## [EXCERPTED PASSAGE]

============================================================

3- Broaden the demographic you appeal to: The NFL has employed a series of tactics to broaden it’s appeal — most notably by catering to women. More American women watch the NFL than any other team sport, and not just the Super Bowl. In the past decade the NFL has launched several marketing and outreach programs, including coaching clinics, apparel that fits women and donning pink during breast cancer awareness month. The league has amplified the idea of watching football tends to be a social event, with people watching in groups of varying gender composition.

Think back 10-15 years. The best sellers of the old-guard music business were truly mass-appeal hit-makers — Christina Aguilera , Dixie Chicks, Alicia Keys, Britney Spears, Kelly Clarkson, Metallica, Linkin Park etc. These acts were for Mom’s & daughters, Dad’s and sons. Songs from these albums were on four to five formats of radio, and all over TV. But the last ten years have seen tremendous erosion of teen radio listening, and increased dominance of  niche albums at the top of the charts –Susan Boyle, Sade, and Josh Groban representing the adults, and countless 1-week Soundscan winners representing the hard rockers and rap communities. The industry desperatley needs more than one Taylor Swift — it needs multiple all-things-to-all-people stars.

Which brings us to….

4- Make more stars, and then make them bigger. Build star-making into the DNA of everything you do:  From Nielsen; “In 2001, journeyman Trent Dilfer led the Ravens to a Championship, creating the perception that a team can win a Super Bowl without a marquee quarterback. Most NFL teams now subscribe to the belief that the quarterback is the most critical cog, both on and off the field. The Cowboys, for example, lost QB Tony Romo to injury and saw their season and ratings go south. In recent years, the NFL has tried to safeguard their stars, implementing rules to ensure that the QB isn’t tackled low, hit in the head or after the whistle. And to a large extent, the quarterbacks this year were healthy and able to serve as the marquee names for their teams.Interest in quarterbacks goes beyond the stadium: they are making news off the field too. Many have been linked romantically to supermodels, actresses and singers, creating news in celebrity magazines and other non-traditional media.”

============================================================

## [TASKS TO COMPLETE]
1. In the NFL marketing passage, which team did Trent Dilfer lead to a championship in 2001?
2. Extend the NFL marketing passage from the point where it stops.
None of the data is needed here.

## [STORED DATA]
============================================================

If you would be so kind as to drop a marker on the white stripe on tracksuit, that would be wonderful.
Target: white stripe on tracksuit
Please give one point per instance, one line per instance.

============================================================

## [RESPONSES]
1. The Ravens.

2.
This should be the music business’s greatest advantage. The faces (and bodies) of our stars aren’t hidden by helmets and pads. Music stars have fashion stylists, gauzy lighting, and PR-handlers. But our star-making machinery is broken. Sure it’s partially broken by piracy, partially broken by radio and retail lameness, but I’d argue it’s also broken by ourselves. The labels, and even the newer model companies like Spotify, Rhapsody, etc. have underestimated the power, even the necessity, of big stars. The labels have slashed their marketing budgets so dramatically, that it’s a miracle they can develop any stars at all. And the new model companies have only learned half the story from Steve Jobs…yes, great design and an amazing consumer experience are key, but look at all the marketing Apple does. Think about what those Coldplay, U2 and Mary J. Blige ads have done for both Apple and those artists. Think about 5 million Beatles tracks sold in just a few weeks, when almost every digerati turned his or her nose up on the very idea that The Beatles on iTunes even mattered. The music industry needs to spark superstar creation, nurturing and  amplification, and that means money, marketing and partnerships that understand this have to coalesce.

Final Take:   Pro Football is the biggest it’s ever been, a multi-billion dollar industry lead by a charismatic, change friendly, evangelist. The (traditional) music business is the smallest it’s been since 1991, feeling more like a once exciting candidate or a company hanging on past it’s prime, than an industry with momentum. But entertainment is much like politics and pure business — a comeback, while difficult, even highly-unlikely, is always possible. Just ask Bill Clinton, Bob Dylan, or even Steve Jobs.

Perhaps on the eve of Superbowl weekend, the music business should take a big page from  NFL commissioner Roger Goodell’s playbook.